**PROVIDED DATA**
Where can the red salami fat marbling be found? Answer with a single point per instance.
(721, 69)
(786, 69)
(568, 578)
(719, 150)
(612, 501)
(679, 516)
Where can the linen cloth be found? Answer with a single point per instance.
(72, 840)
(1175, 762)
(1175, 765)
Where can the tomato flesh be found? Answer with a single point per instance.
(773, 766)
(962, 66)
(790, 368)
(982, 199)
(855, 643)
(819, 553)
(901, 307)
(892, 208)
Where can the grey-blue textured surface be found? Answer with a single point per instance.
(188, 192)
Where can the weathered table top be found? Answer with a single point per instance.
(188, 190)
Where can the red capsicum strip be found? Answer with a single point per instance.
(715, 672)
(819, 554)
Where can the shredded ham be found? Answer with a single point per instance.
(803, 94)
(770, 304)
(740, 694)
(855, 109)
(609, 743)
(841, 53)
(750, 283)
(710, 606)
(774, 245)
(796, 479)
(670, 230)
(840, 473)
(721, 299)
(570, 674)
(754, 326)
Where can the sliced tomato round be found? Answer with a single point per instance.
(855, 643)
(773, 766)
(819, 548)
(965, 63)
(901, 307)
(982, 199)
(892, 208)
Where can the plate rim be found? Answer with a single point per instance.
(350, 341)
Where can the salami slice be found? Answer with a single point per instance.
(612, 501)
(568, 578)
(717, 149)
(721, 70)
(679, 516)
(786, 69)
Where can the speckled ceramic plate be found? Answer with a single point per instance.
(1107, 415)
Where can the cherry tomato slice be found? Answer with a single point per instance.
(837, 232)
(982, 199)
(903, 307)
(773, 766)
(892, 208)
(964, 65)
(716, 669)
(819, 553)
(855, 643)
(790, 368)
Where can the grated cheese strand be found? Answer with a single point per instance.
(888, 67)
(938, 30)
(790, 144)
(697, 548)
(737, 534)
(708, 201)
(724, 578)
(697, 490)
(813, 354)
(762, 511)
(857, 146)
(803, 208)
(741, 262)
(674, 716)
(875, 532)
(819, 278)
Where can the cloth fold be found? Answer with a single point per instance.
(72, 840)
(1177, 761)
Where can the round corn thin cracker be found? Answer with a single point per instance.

**ACTIVITY**
Quote the line that contains "Where can the grated" and each line after it through the end of the data, exactly, leaving out everything else.

**SOLUTION TO THIS EXERCISE**
Where can the grated cheese strand be found? Answer with a single point per instance.
(888, 67)
(938, 30)
(790, 144)
(697, 548)
(737, 534)
(708, 201)
(724, 578)
(697, 490)
(813, 354)
(762, 511)
(857, 146)
(803, 208)
(741, 262)
(674, 716)
(875, 532)
(819, 278)
Where can the cloth fold be found? Answer with a single point per instance.
(72, 840)
(1177, 761)
Where can the round corn thin cracker be found? Answer with a single point per instance.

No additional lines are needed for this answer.